• _Extracted material_:
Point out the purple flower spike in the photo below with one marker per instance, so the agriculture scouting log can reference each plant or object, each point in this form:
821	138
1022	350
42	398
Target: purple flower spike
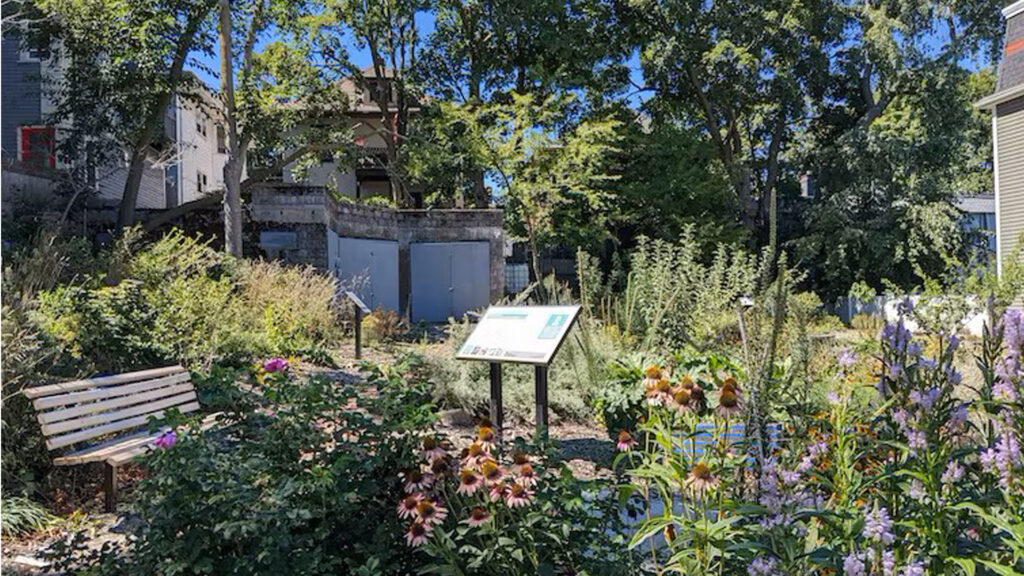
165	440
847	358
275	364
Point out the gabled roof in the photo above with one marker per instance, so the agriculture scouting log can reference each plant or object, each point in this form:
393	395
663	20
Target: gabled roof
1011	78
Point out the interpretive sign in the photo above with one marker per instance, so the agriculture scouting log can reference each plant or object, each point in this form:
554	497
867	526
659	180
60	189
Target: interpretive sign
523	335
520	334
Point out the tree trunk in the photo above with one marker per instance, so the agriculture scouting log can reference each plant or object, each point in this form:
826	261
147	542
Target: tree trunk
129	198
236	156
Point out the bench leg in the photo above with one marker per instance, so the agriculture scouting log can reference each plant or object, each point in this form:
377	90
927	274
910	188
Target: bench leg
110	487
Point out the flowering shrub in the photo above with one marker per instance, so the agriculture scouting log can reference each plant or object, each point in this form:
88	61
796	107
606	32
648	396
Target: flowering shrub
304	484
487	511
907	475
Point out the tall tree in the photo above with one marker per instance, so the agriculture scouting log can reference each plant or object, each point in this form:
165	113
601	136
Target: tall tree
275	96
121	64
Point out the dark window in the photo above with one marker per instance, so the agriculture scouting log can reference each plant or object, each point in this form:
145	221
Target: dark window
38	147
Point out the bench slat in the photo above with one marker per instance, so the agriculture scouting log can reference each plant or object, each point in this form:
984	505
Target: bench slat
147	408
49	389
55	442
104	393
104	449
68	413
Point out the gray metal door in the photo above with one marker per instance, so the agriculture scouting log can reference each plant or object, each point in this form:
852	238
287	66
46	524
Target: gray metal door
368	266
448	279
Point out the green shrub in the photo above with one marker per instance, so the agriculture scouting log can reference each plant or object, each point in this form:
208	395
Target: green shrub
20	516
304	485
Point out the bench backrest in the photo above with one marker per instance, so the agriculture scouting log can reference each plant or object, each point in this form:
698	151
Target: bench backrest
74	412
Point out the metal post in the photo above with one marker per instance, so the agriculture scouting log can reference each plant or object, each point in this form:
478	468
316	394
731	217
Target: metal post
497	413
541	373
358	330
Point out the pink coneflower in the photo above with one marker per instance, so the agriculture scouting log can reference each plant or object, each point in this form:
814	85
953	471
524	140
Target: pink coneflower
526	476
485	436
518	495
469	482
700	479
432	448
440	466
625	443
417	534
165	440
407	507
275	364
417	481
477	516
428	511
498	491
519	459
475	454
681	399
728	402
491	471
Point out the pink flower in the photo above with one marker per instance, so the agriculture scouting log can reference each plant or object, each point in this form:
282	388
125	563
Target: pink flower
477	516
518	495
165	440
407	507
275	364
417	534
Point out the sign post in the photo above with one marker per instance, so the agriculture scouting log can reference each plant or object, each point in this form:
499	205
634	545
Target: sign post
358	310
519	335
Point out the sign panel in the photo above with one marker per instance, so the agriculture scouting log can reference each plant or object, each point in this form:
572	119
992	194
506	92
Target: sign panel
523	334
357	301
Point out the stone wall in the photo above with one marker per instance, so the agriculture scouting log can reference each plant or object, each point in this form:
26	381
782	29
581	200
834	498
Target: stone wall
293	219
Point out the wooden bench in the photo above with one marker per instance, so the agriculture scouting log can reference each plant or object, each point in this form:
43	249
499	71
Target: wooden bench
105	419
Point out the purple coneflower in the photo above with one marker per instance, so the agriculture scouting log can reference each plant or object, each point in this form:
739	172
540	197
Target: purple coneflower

• _Direction_: Take the line with "Point out the pink flower" and all lines after it to the last line, and reproduce them exactly.

• _Task output_:
Point out the pink flower in the photo above with one marker per instance, so the agriculture scouting log can reference each plant or object, each point in this form:
282	388
125	563
Target: pink flower
477	516
518	495
165	440
407	507
275	364
417	534
Point out the sign post in the photo above with one marker per instance, so the agriculture scouting log can reference each plant or object, each point in this form:
499	205
634	545
Target: sign post
358	310
519	335
Point out the sign panel in the photo above with one marker per instance, so the agriculture scouting log can reference each plant or object, each point in this form:
572	119
992	194
506	92
Target: sign panel
523	334
357	301
Point out the stone wall in the photo above with one marker per instance, so the agriculture scouting log can reference each plant or object, each point in this form:
26	381
782	29
581	200
834	498
Target: stone wall
293	219
Point out the wooden bench in the photo above with one marker per instance, so the agriculture scouting log can reference each plant or object, each point in this form:
43	249
499	71
Target: wooden bench
105	419
Point out the purple coneflower in the photo above with one marker per instance, so the agriculture scouting log can reference each plant or object, each point in this form:
739	172
540	197
Target: purple coneflower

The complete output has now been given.